Tasks –
1/ Using the travel post, answer these:
(a) How far is Mompox from the Caribbean coast?
(b) In what year were the first proclamations of Colombian independence declared in Mompox?
(c) Roughly how wide is the gap in the Panamerican Highway at the Panama-Colombia border?
2/ From the travel post, list every famous road named in its opening sentence.
3/ Continue the travel post from where it stops.

═════ Given text ═════

Saturday, August 03, 2013

Mind The Gap

There are a number of famous roads whose names alone evokes exotic, dreamy images amongst all travellers: the Karakorum Highway, Route 66, the Transfăgărășan, the Pamir Highway and the Panamaerican Highway are all the stuff of legend. The latter extends all the way from Prudhoe Bay, in northern Alaska, to Ushuaia in Tierra del Fuego ... well, almost. The Panamerican is rightly famous for crossing the length of the Americas and traversing a multitude of landscapes and climates. But what is less well-known is that it's incomplete. It has a chink. The road doesn't link North and South America, instead there is a gap of about 160km across the Panama-Colombia border where there is nothing but impenetrable rainforest. This is the Darien Gap and is one of the world's great travelling challenges. But before I figured out how to get past it without flying, I had one last stop in Colombia.



Located about 100km from the Caribbean coast near the confluence of the Magdalena and Cauca rivers lies the town of Mompox. The town used to have huge national importance as a secure port, far enough inland to be safe from English privateers and yet accessible by ship. It was here that the first proclamations of Colombian independence from Spanish rule were declared in 1810, and the town was a major Bolivarian stronghold during the wars of independence. However the only certitude of time is its impermanence, and Mompox's halcyon days didn't last much longer and it quickly faded into obscurity, protected from the ravages of encroaching modernism by its relative inaccessibility amongst a patchwork of rivers to become little more than a sleepy backwater. If it wasn't for the motorbikes that ply the streets you could easily be in Gabriel Garcia Marquez's Macondo. The oppressive heat and humidity of the tropics sends everybody indoors from late morning until late afternoon to seek solace in the shade and the cool breeze of a fan, temporarily giving over the town to the donkeys and flies.

═════ Given information ═════

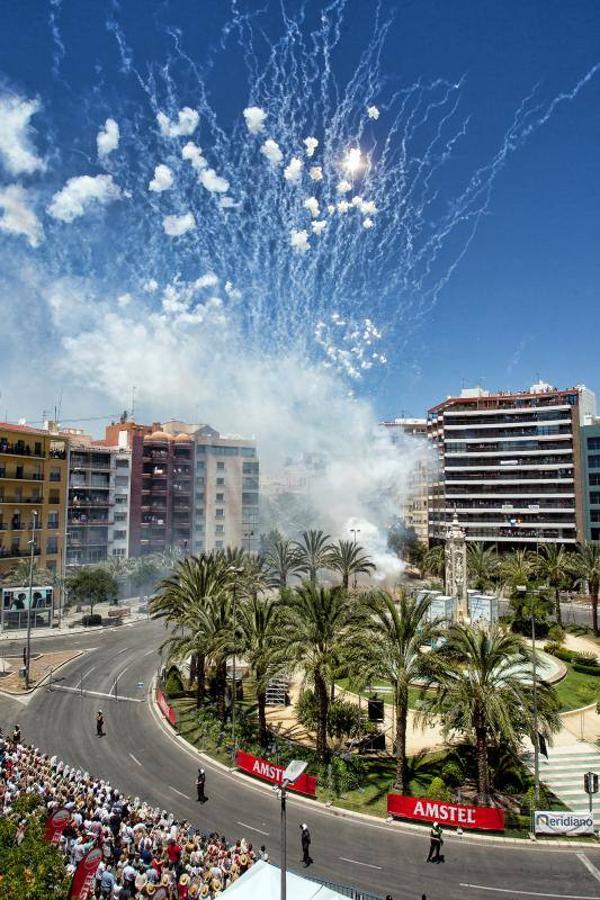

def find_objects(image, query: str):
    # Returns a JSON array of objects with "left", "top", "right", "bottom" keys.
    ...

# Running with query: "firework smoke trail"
[{"left": 0, "top": 0, "right": 595, "bottom": 550}]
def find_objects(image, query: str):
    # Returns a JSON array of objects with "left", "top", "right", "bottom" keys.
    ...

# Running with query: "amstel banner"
[
  {"left": 69, "top": 847, "right": 102, "bottom": 900},
  {"left": 235, "top": 750, "right": 317, "bottom": 797},
  {"left": 388, "top": 794, "right": 504, "bottom": 831},
  {"left": 44, "top": 807, "right": 71, "bottom": 844}
]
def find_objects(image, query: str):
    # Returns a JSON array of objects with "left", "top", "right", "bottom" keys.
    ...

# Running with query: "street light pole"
[{"left": 25, "top": 510, "right": 37, "bottom": 688}]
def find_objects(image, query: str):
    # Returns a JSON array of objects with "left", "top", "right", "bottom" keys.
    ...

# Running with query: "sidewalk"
[{"left": 0, "top": 597, "right": 148, "bottom": 642}]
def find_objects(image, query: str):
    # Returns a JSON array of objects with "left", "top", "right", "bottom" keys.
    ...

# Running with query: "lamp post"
[
  {"left": 279, "top": 759, "right": 308, "bottom": 900},
  {"left": 25, "top": 510, "right": 37, "bottom": 688}
]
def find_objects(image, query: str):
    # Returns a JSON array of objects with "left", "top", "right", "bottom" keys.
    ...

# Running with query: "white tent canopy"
[{"left": 221, "top": 860, "right": 344, "bottom": 900}]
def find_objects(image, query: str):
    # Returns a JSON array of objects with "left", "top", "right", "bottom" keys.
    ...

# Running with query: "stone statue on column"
[{"left": 445, "top": 512, "right": 469, "bottom": 622}]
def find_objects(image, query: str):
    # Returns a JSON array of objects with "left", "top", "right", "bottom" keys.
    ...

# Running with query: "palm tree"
[
  {"left": 422, "top": 544, "right": 446, "bottom": 578},
  {"left": 422, "top": 623, "right": 560, "bottom": 803},
  {"left": 533, "top": 544, "right": 573, "bottom": 625},
  {"left": 467, "top": 543, "right": 499, "bottom": 592},
  {"left": 296, "top": 529, "right": 332, "bottom": 584},
  {"left": 574, "top": 541, "right": 600, "bottom": 637},
  {"left": 282, "top": 581, "right": 356, "bottom": 762},
  {"left": 237, "top": 595, "right": 285, "bottom": 747},
  {"left": 265, "top": 538, "right": 301, "bottom": 590},
  {"left": 327, "top": 540, "right": 376, "bottom": 591},
  {"left": 363, "top": 590, "right": 436, "bottom": 794},
  {"left": 150, "top": 554, "right": 232, "bottom": 714}
]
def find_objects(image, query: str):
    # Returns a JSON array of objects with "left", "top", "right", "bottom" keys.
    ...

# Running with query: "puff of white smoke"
[
  {"left": 0, "top": 94, "right": 46, "bottom": 175},
  {"left": 156, "top": 106, "right": 200, "bottom": 137},
  {"left": 304, "top": 137, "right": 319, "bottom": 156},
  {"left": 244, "top": 106, "right": 267, "bottom": 134},
  {"left": 96, "top": 119, "right": 120, "bottom": 159},
  {"left": 181, "top": 141, "right": 208, "bottom": 172},
  {"left": 163, "top": 212, "right": 196, "bottom": 237},
  {"left": 290, "top": 228, "right": 310, "bottom": 253},
  {"left": 304, "top": 197, "right": 319, "bottom": 219},
  {"left": 48, "top": 175, "right": 126, "bottom": 222},
  {"left": 283, "top": 156, "right": 304, "bottom": 182},
  {"left": 0, "top": 184, "right": 44, "bottom": 247},
  {"left": 200, "top": 169, "right": 229, "bottom": 194},
  {"left": 148, "top": 163, "right": 173, "bottom": 194},
  {"left": 260, "top": 138, "right": 283, "bottom": 166}
]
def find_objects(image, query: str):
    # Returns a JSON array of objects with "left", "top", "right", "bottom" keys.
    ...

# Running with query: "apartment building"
[
  {"left": 427, "top": 382, "right": 595, "bottom": 549},
  {"left": 0, "top": 422, "right": 69, "bottom": 575},
  {"left": 380, "top": 418, "right": 430, "bottom": 545}
]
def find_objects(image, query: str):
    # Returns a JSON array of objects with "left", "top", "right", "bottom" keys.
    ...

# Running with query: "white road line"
[
  {"left": 235, "top": 822, "right": 269, "bottom": 837},
  {"left": 576, "top": 853, "right": 600, "bottom": 881},
  {"left": 169, "top": 785, "right": 192, "bottom": 800},
  {"left": 460, "top": 882, "right": 600, "bottom": 900},
  {"left": 339, "top": 856, "right": 382, "bottom": 869}
]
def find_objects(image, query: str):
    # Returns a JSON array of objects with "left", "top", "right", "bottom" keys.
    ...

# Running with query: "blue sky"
[{"left": 0, "top": 0, "right": 600, "bottom": 428}]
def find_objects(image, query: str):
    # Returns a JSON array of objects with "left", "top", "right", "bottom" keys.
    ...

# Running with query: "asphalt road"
[{"left": 0, "top": 622, "right": 600, "bottom": 900}]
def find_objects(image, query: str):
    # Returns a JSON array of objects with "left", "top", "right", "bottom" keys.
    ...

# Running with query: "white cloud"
[
  {"left": 96, "top": 119, "right": 120, "bottom": 159},
  {"left": 156, "top": 106, "right": 200, "bottom": 137},
  {"left": 244, "top": 106, "right": 267, "bottom": 134},
  {"left": 0, "top": 184, "right": 44, "bottom": 247},
  {"left": 290, "top": 228, "right": 310, "bottom": 253},
  {"left": 260, "top": 138, "right": 283, "bottom": 166},
  {"left": 304, "top": 137, "right": 319, "bottom": 156},
  {"left": 0, "top": 94, "right": 46, "bottom": 175},
  {"left": 181, "top": 141, "right": 208, "bottom": 172},
  {"left": 304, "top": 197, "right": 319, "bottom": 219},
  {"left": 163, "top": 212, "right": 196, "bottom": 237},
  {"left": 148, "top": 163, "right": 173, "bottom": 194},
  {"left": 48, "top": 175, "right": 125, "bottom": 222},
  {"left": 283, "top": 156, "right": 304, "bottom": 182},
  {"left": 200, "top": 169, "right": 229, "bottom": 194}
]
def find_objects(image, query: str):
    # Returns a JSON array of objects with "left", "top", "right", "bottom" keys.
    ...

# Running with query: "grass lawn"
[{"left": 554, "top": 663, "right": 600, "bottom": 712}]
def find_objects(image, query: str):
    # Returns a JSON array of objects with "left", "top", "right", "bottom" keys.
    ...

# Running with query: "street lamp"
[
  {"left": 279, "top": 759, "right": 308, "bottom": 900},
  {"left": 25, "top": 510, "right": 37, "bottom": 688}
]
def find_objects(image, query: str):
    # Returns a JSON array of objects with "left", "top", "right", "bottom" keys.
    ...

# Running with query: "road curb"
[{"left": 148, "top": 675, "right": 595, "bottom": 850}]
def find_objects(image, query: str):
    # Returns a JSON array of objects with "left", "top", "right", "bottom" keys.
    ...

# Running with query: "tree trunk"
[
  {"left": 394, "top": 689, "right": 410, "bottom": 794},
  {"left": 554, "top": 588, "right": 562, "bottom": 625},
  {"left": 256, "top": 689, "right": 269, "bottom": 747},
  {"left": 196, "top": 653, "right": 206, "bottom": 709},
  {"left": 475, "top": 712, "right": 490, "bottom": 803},
  {"left": 315, "top": 674, "right": 329, "bottom": 763}
]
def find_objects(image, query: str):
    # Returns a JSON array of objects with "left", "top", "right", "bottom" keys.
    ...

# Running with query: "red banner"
[
  {"left": 44, "top": 808, "right": 71, "bottom": 844},
  {"left": 69, "top": 847, "right": 102, "bottom": 900},
  {"left": 388, "top": 794, "right": 504, "bottom": 831},
  {"left": 156, "top": 687, "right": 177, "bottom": 728},
  {"left": 235, "top": 750, "right": 317, "bottom": 797}
]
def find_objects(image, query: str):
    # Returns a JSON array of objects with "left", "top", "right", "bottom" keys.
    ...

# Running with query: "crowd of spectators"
[{"left": 0, "top": 732, "right": 260, "bottom": 900}]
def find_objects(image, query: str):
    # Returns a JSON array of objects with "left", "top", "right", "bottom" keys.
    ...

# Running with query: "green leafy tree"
[
  {"left": 327, "top": 540, "right": 375, "bottom": 591},
  {"left": 296, "top": 529, "right": 332, "bottom": 584},
  {"left": 282, "top": 581, "right": 357, "bottom": 762},
  {"left": 467, "top": 543, "right": 500, "bottom": 592},
  {"left": 66, "top": 566, "right": 119, "bottom": 613},
  {"left": 573, "top": 541, "right": 600, "bottom": 637},
  {"left": 363, "top": 590, "right": 437, "bottom": 793},
  {"left": 421, "top": 623, "right": 560, "bottom": 803}
]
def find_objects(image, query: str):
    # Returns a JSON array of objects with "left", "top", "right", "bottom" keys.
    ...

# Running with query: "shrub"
[
  {"left": 442, "top": 761, "right": 465, "bottom": 787},
  {"left": 548, "top": 625, "right": 565, "bottom": 645}
]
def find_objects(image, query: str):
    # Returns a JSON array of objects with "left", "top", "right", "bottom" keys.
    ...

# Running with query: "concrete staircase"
[{"left": 525, "top": 741, "right": 600, "bottom": 826}]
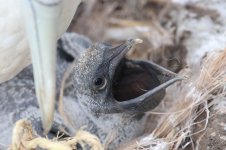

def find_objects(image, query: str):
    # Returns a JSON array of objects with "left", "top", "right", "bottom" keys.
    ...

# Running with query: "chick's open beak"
[{"left": 22, "top": 0, "right": 62, "bottom": 133}]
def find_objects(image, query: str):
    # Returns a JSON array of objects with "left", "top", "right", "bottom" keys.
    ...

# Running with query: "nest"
[
  {"left": 9, "top": 120, "right": 103, "bottom": 150},
  {"left": 7, "top": 0, "right": 226, "bottom": 150}
]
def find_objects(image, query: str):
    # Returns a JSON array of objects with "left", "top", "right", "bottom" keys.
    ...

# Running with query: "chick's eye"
[{"left": 94, "top": 77, "right": 107, "bottom": 90}]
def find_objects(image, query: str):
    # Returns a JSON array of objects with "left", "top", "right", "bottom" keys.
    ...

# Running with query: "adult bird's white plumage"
[{"left": 0, "top": 0, "right": 81, "bottom": 132}]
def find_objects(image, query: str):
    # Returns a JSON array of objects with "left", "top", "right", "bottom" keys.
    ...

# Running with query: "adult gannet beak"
[{"left": 22, "top": 0, "right": 63, "bottom": 133}]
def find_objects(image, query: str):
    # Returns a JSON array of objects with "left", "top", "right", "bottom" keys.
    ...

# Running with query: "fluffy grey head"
[{"left": 73, "top": 40, "right": 178, "bottom": 113}]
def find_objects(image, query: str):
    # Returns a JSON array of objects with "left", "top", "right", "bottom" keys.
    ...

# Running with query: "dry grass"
[
  {"left": 121, "top": 50, "right": 226, "bottom": 150},
  {"left": 9, "top": 120, "right": 103, "bottom": 150}
]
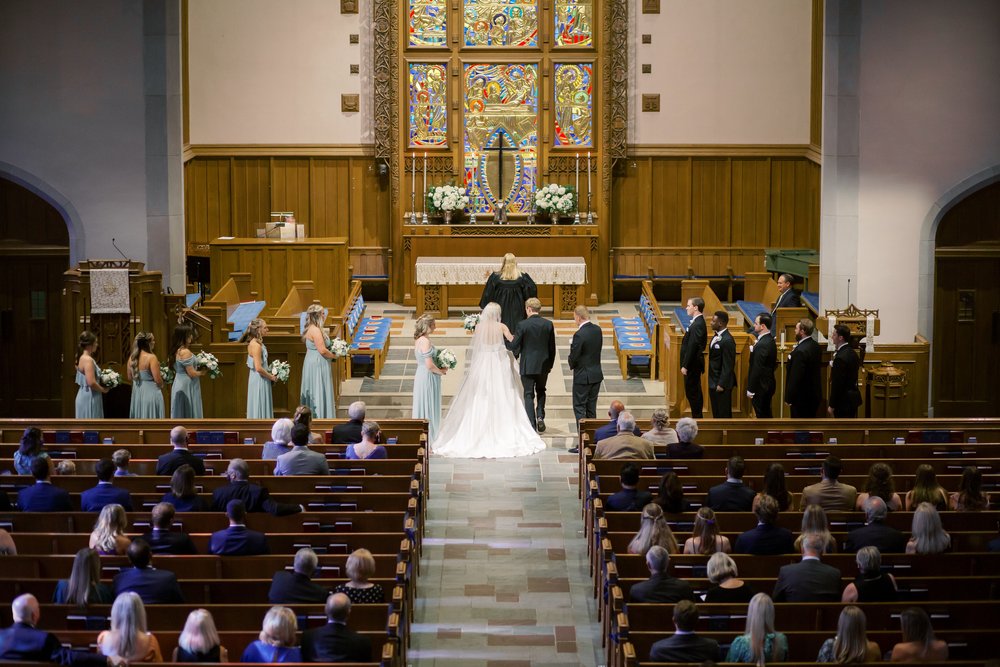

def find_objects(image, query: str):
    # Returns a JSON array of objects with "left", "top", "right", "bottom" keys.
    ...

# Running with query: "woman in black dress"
[{"left": 479, "top": 253, "right": 538, "bottom": 333}]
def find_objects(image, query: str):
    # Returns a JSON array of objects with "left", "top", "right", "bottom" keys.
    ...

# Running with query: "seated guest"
[
  {"left": 302, "top": 593, "right": 372, "bottom": 662},
  {"left": 705, "top": 551, "right": 753, "bottom": 603},
  {"left": 177, "top": 609, "right": 229, "bottom": 662},
  {"left": 274, "top": 424, "right": 330, "bottom": 475},
  {"left": 604, "top": 463, "right": 653, "bottom": 512},
  {"left": 333, "top": 549, "right": 385, "bottom": 604},
  {"left": 240, "top": 607, "right": 302, "bottom": 662},
  {"left": 17, "top": 456, "right": 73, "bottom": 512},
  {"left": 667, "top": 417, "right": 705, "bottom": 459},
  {"left": 52, "top": 549, "right": 115, "bottom": 607},
  {"left": 90, "top": 505, "right": 132, "bottom": 556},
  {"left": 208, "top": 500, "right": 271, "bottom": 556},
  {"left": 212, "top": 459, "right": 302, "bottom": 516},
  {"left": 260, "top": 417, "right": 295, "bottom": 461},
  {"left": 799, "top": 454, "right": 858, "bottom": 512},
  {"left": 628, "top": 545, "right": 694, "bottom": 602},
  {"left": 156, "top": 426, "right": 205, "bottom": 475},
  {"left": 640, "top": 408, "right": 678, "bottom": 447},
  {"left": 840, "top": 547, "right": 899, "bottom": 603},
  {"left": 344, "top": 422, "right": 389, "bottom": 459},
  {"left": 142, "top": 504, "right": 198, "bottom": 556},
  {"left": 594, "top": 412, "right": 654, "bottom": 459},
  {"left": 816, "top": 605, "right": 882, "bottom": 665},
  {"left": 705, "top": 456, "right": 754, "bottom": 512},
  {"left": 771, "top": 533, "right": 841, "bottom": 602},
  {"left": 726, "top": 593, "right": 788, "bottom": 665},
  {"left": 112, "top": 537, "right": 184, "bottom": 604},
  {"left": 267, "top": 548, "right": 330, "bottom": 604},
  {"left": 97, "top": 593, "right": 163, "bottom": 664},
  {"left": 844, "top": 496, "right": 906, "bottom": 554},
  {"left": 906, "top": 503, "right": 951, "bottom": 554},
  {"left": 854, "top": 463, "right": 903, "bottom": 512},
  {"left": 333, "top": 401, "right": 367, "bottom": 445},
  {"left": 649, "top": 600, "right": 719, "bottom": 662},
  {"left": 80, "top": 459, "right": 132, "bottom": 512},
  {"left": 889, "top": 607, "right": 948, "bottom": 662}
]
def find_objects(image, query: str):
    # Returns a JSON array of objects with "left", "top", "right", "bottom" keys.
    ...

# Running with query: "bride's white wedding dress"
[{"left": 431, "top": 303, "right": 545, "bottom": 459}]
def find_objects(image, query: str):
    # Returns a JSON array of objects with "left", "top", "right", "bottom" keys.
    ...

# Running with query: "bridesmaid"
[
  {"left": 128, "top": 331, "right": 163, "bottom": 419},
  {"left": 240, "top": 318, "right": 278, "bottom": 419},
  {"left": 299, "top": 303, "right": 337, "bottom": 419},
  {"left": 413, "top": 315, "right": 448, "bottom": 443},
  {"left": 76, "top": 331, "right": 108, "bottom": 419},
  {"left": 170, "top": 324, "right": 205, "bottom": 419}
]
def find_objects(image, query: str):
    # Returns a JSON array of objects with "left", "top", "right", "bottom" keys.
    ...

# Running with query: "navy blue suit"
[
  {"left": 80, "top": 482, "right": 132, "bottom": 512},
  {"left": 17, "top": 482, "right": 73, "bottom": 512}
]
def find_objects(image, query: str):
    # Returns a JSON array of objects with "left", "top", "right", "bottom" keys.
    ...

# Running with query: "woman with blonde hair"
[
  {"left": 725, "top": 593, "right": 788, "bottom": 667},
  {"left": 177, "top": 609, "right": 229, "bottom": 662},
  {"left": 97, "top": 591, "right": 163, "bottom": 662},
  {"left": 684, "top": 507, "right": 732, "bottom": 556},
  {"left": 816, "top": 605, "right": 882, "bottom": 665},
  {"left": 906, "top": 503, "right": 951, "bottom": 554},
  {"left": 628, "top": 503, "right": 677, "bottom": 556},
  {"left": 90, "top": 503, "right": 132, "bottom": 556},
  {"left": 241, "top": 607, "right": 302, "bottom": 662}
]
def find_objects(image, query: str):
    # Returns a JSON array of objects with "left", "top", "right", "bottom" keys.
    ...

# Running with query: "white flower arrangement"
[
  {"left": 427, "top": 185, "right": 469, "bottom": 213},
  {"left": 535, "top": 183, "right": 576, "bottom": 213}
]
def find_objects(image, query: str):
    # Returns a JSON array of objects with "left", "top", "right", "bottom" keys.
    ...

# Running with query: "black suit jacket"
[
  {"left": 507, "top": 315, "right": 556, "bottom": 375},
  {"left": 569, "top": 322, "right": 604, "bottom": 384},
  {"left": 302, "top": 621, "right": 372, "bottom": 662},
  {"left": 681, "top": 315, "right": 708, "bottom": 373}
]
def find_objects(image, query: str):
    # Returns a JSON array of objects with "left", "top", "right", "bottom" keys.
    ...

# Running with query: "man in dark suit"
[
  {"left": 156, "top": 426, "right": 205, "bottom": 475},
  {"left": 649, "top": 600, "right": 719, "bottom": 662},
  {"left": 267, "top": 548, "right": 330, "bottom": 604},
  {"left": 771, "top": 533, "right": 844, "bottom": 602},
  {"left": 705, "top": 456, "right": 756, "bottom": 512},
  {"left": 333, "top": 401, "right": 367, "bottom": 445},
  {"left": 628, "top": 544, "right": 694, "bottom": 603},
  {"left": 17, "top": 456, "right": 73, "bottom": 512},
  {"left": 826, "top": 324, "right": 862, "bottom": 419},
  {"left": 80, "top": 459, "right": 132, "bottom": 512},
  {"left": 747, "top": 313, "right": 778, "bottom": 419},
  {"left": 734, "top": 496, "right": 795, "bottom": 556},
  {"left": 681, "top": 296, "right": 708, "bottom": 419},
  {"left": 208, "top": 500, "right": 271, "bottom": 556},
  {"left": 844, "top": 496, "right": 906, "bottom": 554},
  {"left": 708, "top": 310, "right": 736, "bottom": 419},
  {"left": 507, "top": 297, "right": 556, "bottom": 433},
  {"left": 212, "top": 459, "right": 302, "bottom": 516},
  {"left": 142, "top": 503, "right": 198, "bottom": 556},
  {"left": 785, "top": 319, "right": 823, "bottom": 418},
  {"left": 112, "top": 537, "right": 184, "bottom": 604},
  {"left": 302, "top": 593, "right": 372, "bottom": 662}
]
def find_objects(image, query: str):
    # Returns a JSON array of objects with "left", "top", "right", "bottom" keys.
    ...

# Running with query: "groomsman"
[{"left": 747, "top": 313, "right": 778, "bottom": 419}]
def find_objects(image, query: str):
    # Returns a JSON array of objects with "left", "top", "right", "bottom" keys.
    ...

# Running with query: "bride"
[{"left": 433, "top": 303, "right": 545, "bottom": 459}]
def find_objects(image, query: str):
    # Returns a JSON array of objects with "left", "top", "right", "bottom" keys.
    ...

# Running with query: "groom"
[{"left": 507, "top": 297, "right": 556, "bottom": 433}]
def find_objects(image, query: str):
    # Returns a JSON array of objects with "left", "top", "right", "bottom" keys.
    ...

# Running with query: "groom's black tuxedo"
[{"left": 507, "top": 313, "right": 556, "bottom": 429}]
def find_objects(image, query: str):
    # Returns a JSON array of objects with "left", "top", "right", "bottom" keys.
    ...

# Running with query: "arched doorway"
[
  {"left": 932, "top": 182, "right": 1000, "bottom": 417},
  {"left": 0, "top": 177, "right": 70, "bottom": 417}
]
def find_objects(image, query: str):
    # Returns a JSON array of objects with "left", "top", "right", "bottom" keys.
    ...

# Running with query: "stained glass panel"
[
  {"left": 555, "top": 0, "right": 594, "bottom": 46},
  {"left": 463, "top": 63, "right": 538, "bottom": 214},
  {"left": 465, "top": 0, "right": 538, "bottom": 47},
  {"left": 555, "top": 63, "right": 594, "bottom": 146},
  {"left": 410, "top": 63, "right": 448, "bottom": 148},
  {"left": 407, "top": 0, "right": 448, "bottom": 46}
]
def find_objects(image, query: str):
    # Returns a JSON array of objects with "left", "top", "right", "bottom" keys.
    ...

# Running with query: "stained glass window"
[
  {"left": 407, "top": 0, "right": 448, "bottom": 46},
  {"left": 465, "top": 0, "right": 538, "bottom": 47},
  {"left": 555, "top": 63, "right": 594, "bottom": 146},
  {"left": 463, "top": 63, "right": 538, "bottom": 213},
  {"left": 410, "top": 63, "right": 448, "bottom": 148}
]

═════

Answers by task –
1/
(a) About 100km.
(b) 1810.
(c) About 160km.

2/
- Karakorum Highway
- Route 66
- Transfăgărășan
- Pamir Highway
- Panamerican Highway

3/
Mompox is a great place to laze and become a lotus eater. Far more pleasant, in my opinion, than on a tropical beach (I'm not a big fan of beaches per se as I find that sand has an annoying habit of getting into places you really don't want it to be). But I could not stay there forever (or it might turn into 100 Years of Solitude) and needed to find a way of getting to the other side of the Darien Gap. Crossing it directly is the stuff of travelling legend and requires a lot of time, patience, preparation and grit, which I, quite frankly, could not be bothered with. That leaves either going round the Pacific side or the Caribbean side. However the Pacific coast of Colombia is incredibly underdeveloped and the nearest road access to the coast is about 1000km south of the border almost due west of Medellin. So by the simple process of elimination that leaves the Caribbean as the only viable alternative. There are tourist sailing boats that ply the route from Cartagena to Colon, but at $500 per person they are excessively expensive. Locals must get across somehow and I was determined to do the same. This led me to the disreputable port town of Turbo. For many years the town was off limits to foreigners due to its use as a narcotrafficking hub. The FCO still has a travel advisory warning against "all but essential travel" there, but as far as I was concerned, this was essential travel.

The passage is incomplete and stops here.